_The task:_ Can you carry on the forum thread below about the finest incandescent flashlight, starting right after its last post?
:: Selected extract
# What is the pinnacle of Incan Flashlights in your opinion?



## Daekar (Oct 31, 2014)

I have a bunch of LED lights and in many ways they are superior to my two remaining incans, but in a way I see my Surefire lego incan as almost the last and best of an old breed - like the most highly refined carbuerated engine just prior to fuel injection, or a brass telescope made in the tradition of old world craftsmanship. To me, the lithium ion batteries, the multi-level soft start, the fabulous incan color rendition, and the form factor (2x18650 with KT4 and Lumensfactory bulb) just make it special in a way my more utilitiarian lights don't match.

What, in your opinion, is the finest incan torch out there? What is the aged wine and cheese of incan torches? Why?


----------



## archimedes (Oct 31, 2014)

Daekar said:


> ....
> What, in your opinion, is the finest incan torch out there? What is the aged wine and cheese of incan torches? Why?



SureFire A2 :thumbsup:

EDIT - Hybrid incandescent / LED (with both throw and flood), _regulated_ output, soft-start circuit, convenient size, nice beam, multi-color options, great style, ideal user interface, outstanding warranty, legendary toughness ....


----------



## Echo63 (Nov 1, 2014)

Surefire M3, with A2 a close second.

Th M3 throws a nice beam, is easily legoable with a KT4, giving a floody and throwy option, with two different output options.
its also easily converted to run rechargeables, just dump the 123 cells out, and throw a set of 17500 in.
if i could only have one light, and it had to be incandescent, it would be an M3/M3T


----------



## Timothybil (Nov 1, 2014)

Back in the day, when all I had was my trusty G2 with the HO-6 lamp, I always admired (and coveted) the M6 and the M3T. They just seemed like the best of the best, even tho I knew I could never afford them.


----------



## Phaserburn (Nov 1, 2014)

For the more $ sensitive, wolf eyes made seriously beefy lights that used all the great lumens factory lamps.


----------



## archimedes (Nov 1, 2014)

If we are allowing non-stock "mods" to qualify, the *wquiles* PhD-M6 is also near the top


----------



## sween1911 (Nov 1, 2014)

Surefire 12Z(P)M with the N62 lamp.


----------



## LED61 (Nov 2, 2014)

archimedes said:


> SureFire A2 :thumbsup:
> 
> EDIT - Hybrid incandescent / LED (with both throw and flood), _regulated_ output, soft-start circuit, convenient size, nice beam, multi-color options, great style, ideal user interface, outstanding warranty, legendary toughness ....



Ditto that. I run mine with a FiveMega Strion socket and bulb and it goes brighter without a hitch. I have grown so confident with the Strion bulb that I have one installed on my precious Black A2.


----------



## leukos (Nov 2, 2014)

I'll agree the A2 was probably the most amazing incandescent to every hit the market. The M6 commands some respect too, it oozes quality.
::::
:: Raw data
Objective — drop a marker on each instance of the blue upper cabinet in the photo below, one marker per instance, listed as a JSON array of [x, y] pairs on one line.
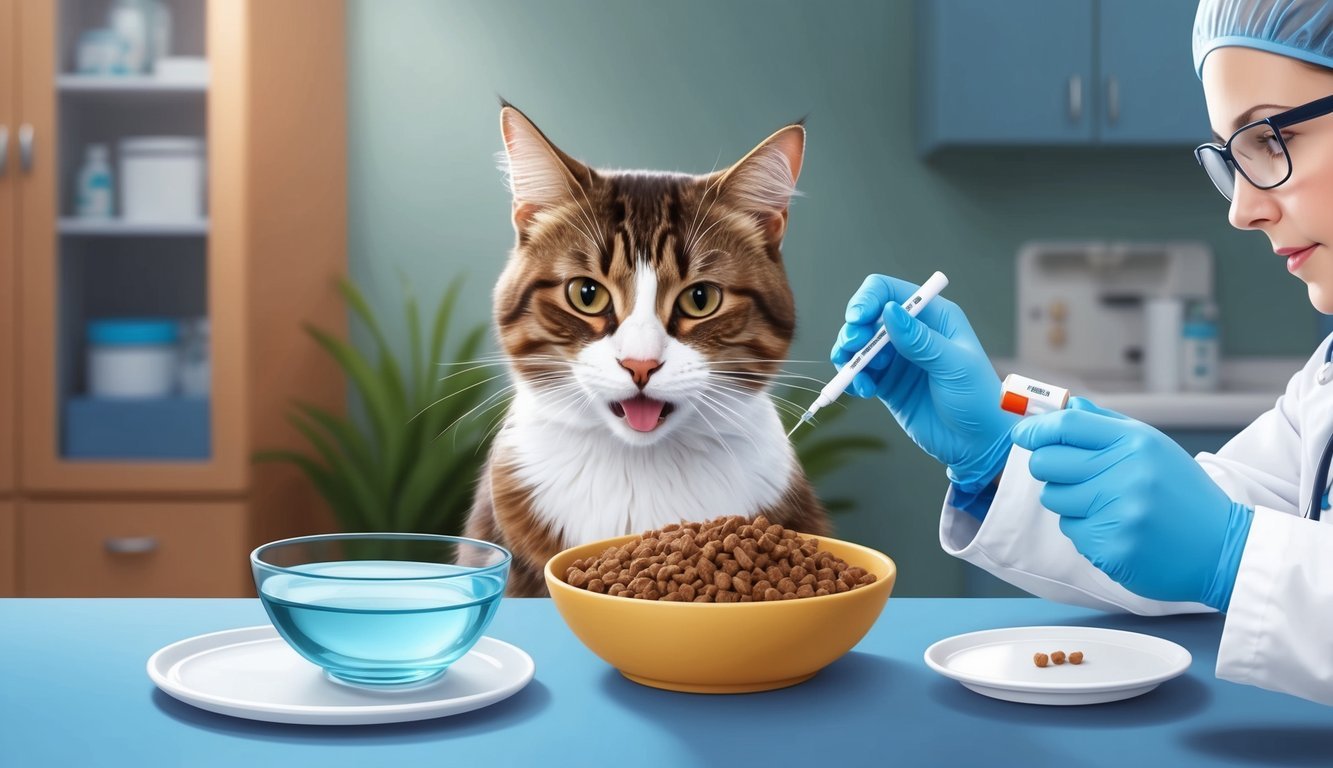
::::
_Task response:_
----------



## Echo63 (Nov 2, 2014)

sween1911 said:


> Surefire 12Z(P)M with the N62 lamp.


Really ? Its cool, but in a tim the toolman taylor "ugh more power" kinda way
12 mins of runtime, in short bursts, as it can trip the thermal protection in cells

back in the day, it was described as "the quickest way to flatten a set of cells, without shorting them with a copper rod"


----------



## scout24 (Nov 2, 2014)

Therefore, it was awesome...  

Tim would be proud, you're right. And he'd be looking for an N63 bulb for More Power!

I'm still trying for an appropriate response to the original question...


----------



## tobrien (Nov 2, 2014)

another vote for the A2 Aviator as well


----------



## mcm308 (Nov 11, 2014)

A2 . pretty much the only light I use..lol


----------



## Illum (Nov 11, 2014)

tobrien said:


> another vote for the A2 Aviator as well



+1

Sometimes I sit and wonder... what if the LuxV never made the show and blew the works. What would Willie create next with this magnificent concept.


----------



## patryk79 (Nov 18, 2014)

I'll throw in my MagCharger. Had it for years as a duty light and even though I replaced it with the new LED version, it's still my go-to when I patrol in heavy winter fog.


----------



## Timothybil (Nov 18, 2014)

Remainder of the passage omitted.